■ DETALLES DEL EJERCICIO
Escribe la continuación del texto sobre el Festival Internacional de Cine de Morelia, empezando justo después de su última oración.

■ FRAGMENTO PROPORCIONADO
----------

Del 27 de octubre al 1 de noviembre se llevó a cabo la 19 edición del Festival Internacional de Cine de Morelia (FICM), que incluyó una selección de más de 120 trabajos cinematográficos divididos en varios apartados: documental, cortometraje y largometraje mexicano, una selección de realizadores de Michoacán y, por supuesto, un conjunto de estrenos tanto del ámbito nacional como internacional.
Como es costumbre en este tipo de eventos, se dieron cita una considerable cantidad de actores, productores, directores y personas vinculadas a la producción cinematográfica, principalmente del país, quienes presentaron sus trabajos al inicio de cada función.
Cabe señalar que las salas no lucieron abarrotadas y en general se notó un cierto desplazamiento del festival al ámbito de lo privado, “como que se alejan cada vez más del pueblo”, comentó un joven que conocí en los días previos al FICM, cuando nos formamos durante horas para adquirir boletos en taquilla. No era ingenuo su comentario. Las corporaciones del capital privado ligadas a la industria del cine (Cinépolis) prácticamente se adueñaron del festival. En ediciones anteriores, aquellos con más experiencia cuentan que el festival tenía una planeación más orientada a la realización de proyecciones públicas y acercar a la población a un tipo de cine que regularmente no es el producto cultural que patrocinan los medios de masas y las plataformas de streaming.
Aunque no es el objetivo hacer una suerte de balance del FICM o del eurocentrismo al momento de consumir películas por parte de quienes acuden regularmente a esta fiesta del cine: mujeres y hombres jóvenes blanco mestizos de clase media, que circulan entre las élites políticas y empresariales, sí es necesario destacar al menos dos aspectos que permitan mirar más allá de las películas más llamativas comercialmente (la retrospectiva de Léos Carax o el nuevo filme de Wes Anderson) que mucha audiencia esperaba.
El primero es que el FICM se ha convertido en un espacio de disputa para las y los cineastas de los pueblos indígenas, quienes también aportaron sus miradas para plasmar sus historias que conducen a un abanico de experiencias y emociones de su vida cotidiana: la fiesta, el duelo, el trabajo, la migración, el amor, la pobreza o el territorio. Algunos ejemplos relevantes como el trabajo de ficción de Celina Yunuen Manuel Piñón (La Espera), originaria de Santa Fé de La Laguna, el cortometraje de Yunuen Torres Ascensio (Tsihueri, el que fue valiente), habitante de Cherán o el documental de Rosalba López López junto a Daniel Isidoro Morales (Marku irekani [vivir juntos]) de Ihuatzio, muestran que un valioso cine emergente desde los pueblos se está construyendo y enarbola miradas endógenas a los procesos que viven diariamente. Con ello, buscan protagonizar sus propias historias y darle un carácter más original y dinámico a sus vivencias, lejos de cualquier etnocentrismo, como formas de narrar sus experiencias vividas de acuerdo a su cultura y en cómo sentipiensan sus (re)existencias en este mundo globalizado.

----------

■ DATOS DEL CONJUNTO
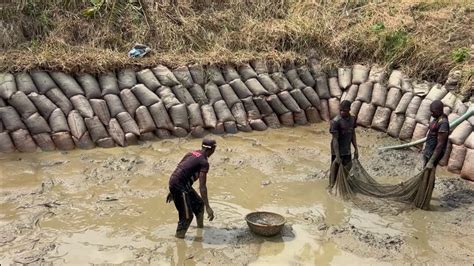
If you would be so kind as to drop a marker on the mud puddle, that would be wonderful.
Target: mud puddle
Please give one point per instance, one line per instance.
(108, 206)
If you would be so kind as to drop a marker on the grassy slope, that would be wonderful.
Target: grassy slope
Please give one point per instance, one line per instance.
(424, 38)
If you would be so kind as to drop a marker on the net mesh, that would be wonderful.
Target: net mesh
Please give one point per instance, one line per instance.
(417, 190)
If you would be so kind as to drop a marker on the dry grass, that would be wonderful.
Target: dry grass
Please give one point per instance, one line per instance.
(416, 36)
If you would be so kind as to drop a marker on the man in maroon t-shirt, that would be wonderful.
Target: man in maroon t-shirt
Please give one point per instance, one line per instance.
(192, 167)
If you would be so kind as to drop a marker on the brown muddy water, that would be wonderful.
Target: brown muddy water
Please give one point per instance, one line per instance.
(108, 206)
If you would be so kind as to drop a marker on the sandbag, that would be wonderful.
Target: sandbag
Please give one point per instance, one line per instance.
(334, 88)
(101, 110)
(276, 105)
(23, 141)
(324, 110)
(288, 101)
(230, 127)
(230, 73)
(246, 72)
(405, 101)
(198, 94)
(44, 141)
(42, 81)
(268, 83)
(240, 88)
(81, 104)
(460, 133)
(272, 121)
(366, 114)
(255, 87)
(25, 83)
(229, 95)
(212, 93)
(413, 106)
(360, 74)
(300, 118)
(262, 105)
(126, 78)
(294, 79)
(11, 119)
(66, 83)
(260, 66)
(145, 96)
(183, 76)
(108, 83)
(436, 93)
(63, 141)
(96, 128)
(305, 76)
(351, 93)
(127, 123)
(467, 171)
(168, 97)
(160, 116)
(313, 115)
(144, 120)
(406, 132)
(60, 100)
(424, 114)
(379, 95)
(130, 102)
(419, 132)
(198, 74)
(333, 105)
(449, 100)
(37, 124)
(22, 104)
(395, 125)
(280, 79)
(469, 142)
(395, 79)
(195, 117)
(76, 124)
(364, 93)
(223, 112)
(215, 75)
(456, 158)
(147, 78)
(377, 74)
(287, 119)
(90, 85)
(355, 107)
(251, 108)
(6, 143)
(165, 76)
(115, 104)
(258, 124)
(57, 121)
(208, 116)
(322, 87)
(393, 98)
(179, 116)
(344, 77)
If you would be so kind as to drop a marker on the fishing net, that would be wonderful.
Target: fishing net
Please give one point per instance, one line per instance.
(416, 191)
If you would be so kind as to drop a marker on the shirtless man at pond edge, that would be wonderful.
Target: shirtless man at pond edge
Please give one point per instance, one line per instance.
(192, 167)
(343, 134)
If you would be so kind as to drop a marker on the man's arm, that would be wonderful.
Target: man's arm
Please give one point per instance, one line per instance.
(203, 192)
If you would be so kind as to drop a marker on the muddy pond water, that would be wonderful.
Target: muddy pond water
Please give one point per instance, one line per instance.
(108, 206)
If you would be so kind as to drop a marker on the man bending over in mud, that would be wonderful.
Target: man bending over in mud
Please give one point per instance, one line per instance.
(343, 134)
(192, 167)
(437, 137)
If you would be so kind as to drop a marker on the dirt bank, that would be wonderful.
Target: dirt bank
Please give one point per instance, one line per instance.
(107, 206)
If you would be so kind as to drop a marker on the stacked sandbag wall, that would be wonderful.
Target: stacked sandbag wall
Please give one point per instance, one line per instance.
(55, 110)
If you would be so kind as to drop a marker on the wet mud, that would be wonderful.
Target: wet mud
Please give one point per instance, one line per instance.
(108, 206)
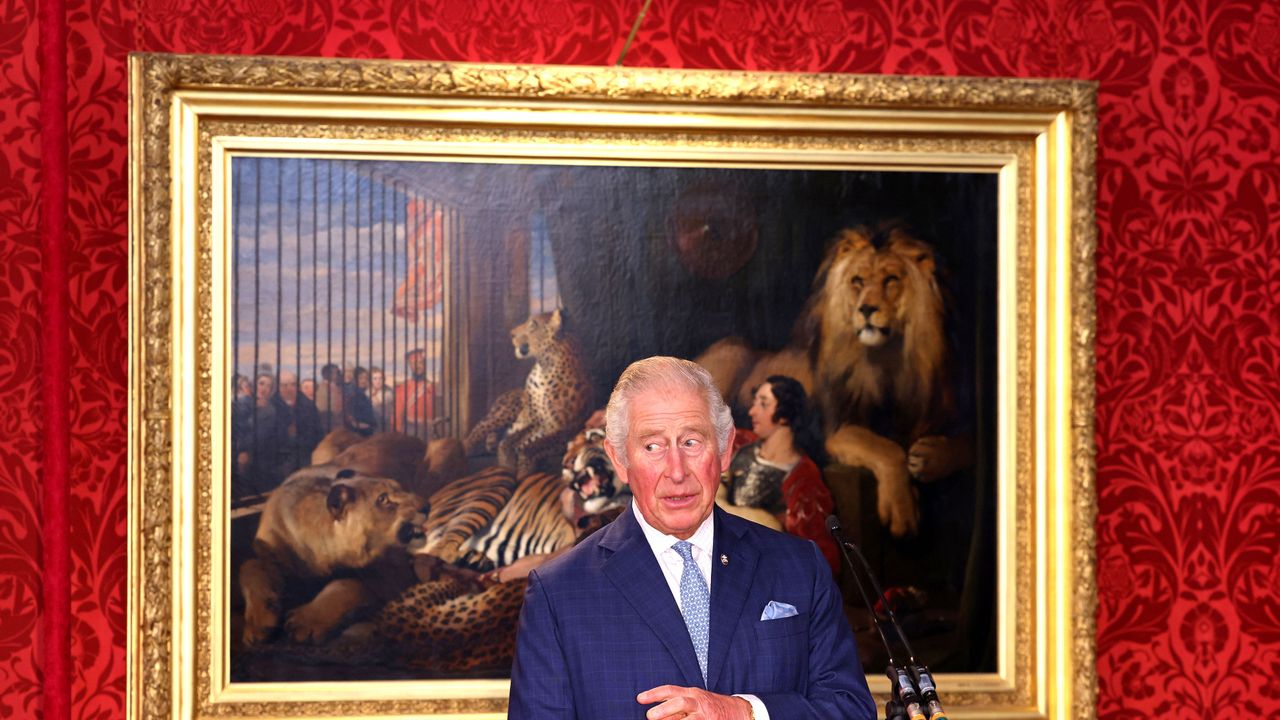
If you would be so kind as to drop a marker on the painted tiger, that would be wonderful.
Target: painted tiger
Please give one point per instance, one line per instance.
(456, 619)
(489, 519)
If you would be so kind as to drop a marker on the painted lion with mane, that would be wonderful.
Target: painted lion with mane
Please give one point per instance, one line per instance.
(872, 351)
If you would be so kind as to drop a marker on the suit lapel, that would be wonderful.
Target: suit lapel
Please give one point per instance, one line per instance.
(635, 572)
(731, 583)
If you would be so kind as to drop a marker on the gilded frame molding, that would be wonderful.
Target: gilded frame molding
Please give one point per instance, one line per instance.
(188, 113)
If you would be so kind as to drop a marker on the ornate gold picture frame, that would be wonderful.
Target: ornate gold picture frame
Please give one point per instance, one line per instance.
(193, 118)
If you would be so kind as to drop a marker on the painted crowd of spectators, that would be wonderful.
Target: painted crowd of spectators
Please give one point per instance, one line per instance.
(277, 420)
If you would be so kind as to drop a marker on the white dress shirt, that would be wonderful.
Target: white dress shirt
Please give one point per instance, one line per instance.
(673, 566)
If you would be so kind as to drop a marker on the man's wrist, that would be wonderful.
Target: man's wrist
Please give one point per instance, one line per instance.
(758, 711)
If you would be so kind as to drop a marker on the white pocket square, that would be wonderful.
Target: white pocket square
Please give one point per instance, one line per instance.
(776, 610)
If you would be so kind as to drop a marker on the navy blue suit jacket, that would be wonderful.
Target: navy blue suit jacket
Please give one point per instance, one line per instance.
(599, 625)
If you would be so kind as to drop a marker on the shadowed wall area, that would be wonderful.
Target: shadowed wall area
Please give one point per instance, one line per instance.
(1188, 279)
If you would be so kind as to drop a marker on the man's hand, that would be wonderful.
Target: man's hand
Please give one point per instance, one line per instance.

----------

■ RESULTADO DE LA TAREA
El segundo aspecto es que las mujeres cineastas destacan en la escena por su capacidad para narrar los dolores del México profundo desde una posición política clara. Varios trabajos presentados en el FICM, dirigidos por mujeres, ahondaron en la violencia social y sus repercusiones sobre la vida de las personas y comunidades. En ocasiones, los proyectos cinematográficos buscaron retratar dichas violencias desde una perspectiva integral, pero enfatizando en el punto de vista de la niñez en el ámbito rural, como lo hace magistralmente Tatiana Huezo en su primera ficción Noche de Fuego y Diana Cardozo en su obra Estación Catorce, la cual devela los entrecruces entre la violencia criminal y su impacto en el hogar; otras tratan de describir las violencias contra las mujeres en el ámbito comunitario, como lo mostró Ángeles Cruz en su maravilloso trabajo Nudo Mixteco, galardonado con el premio a mejor guion y el del público al mejor largometraje mexicano; desde el formato documental, Teresa Camou retoma la temática en Cruz, un excelente registro de cómo un líder raramurí defensor del territorio y su familia se ven amenazados y desplazados forzadamente por actores armados vinculados a la producción de amapola en la Sierra Tarahumara. Todas estas historias proyectadas en el FICM son piezas que reflejan la complejidad de las violencias producidas a partir de la denominada guerra contra las drogas y su efecto en la sociedad contemporánea.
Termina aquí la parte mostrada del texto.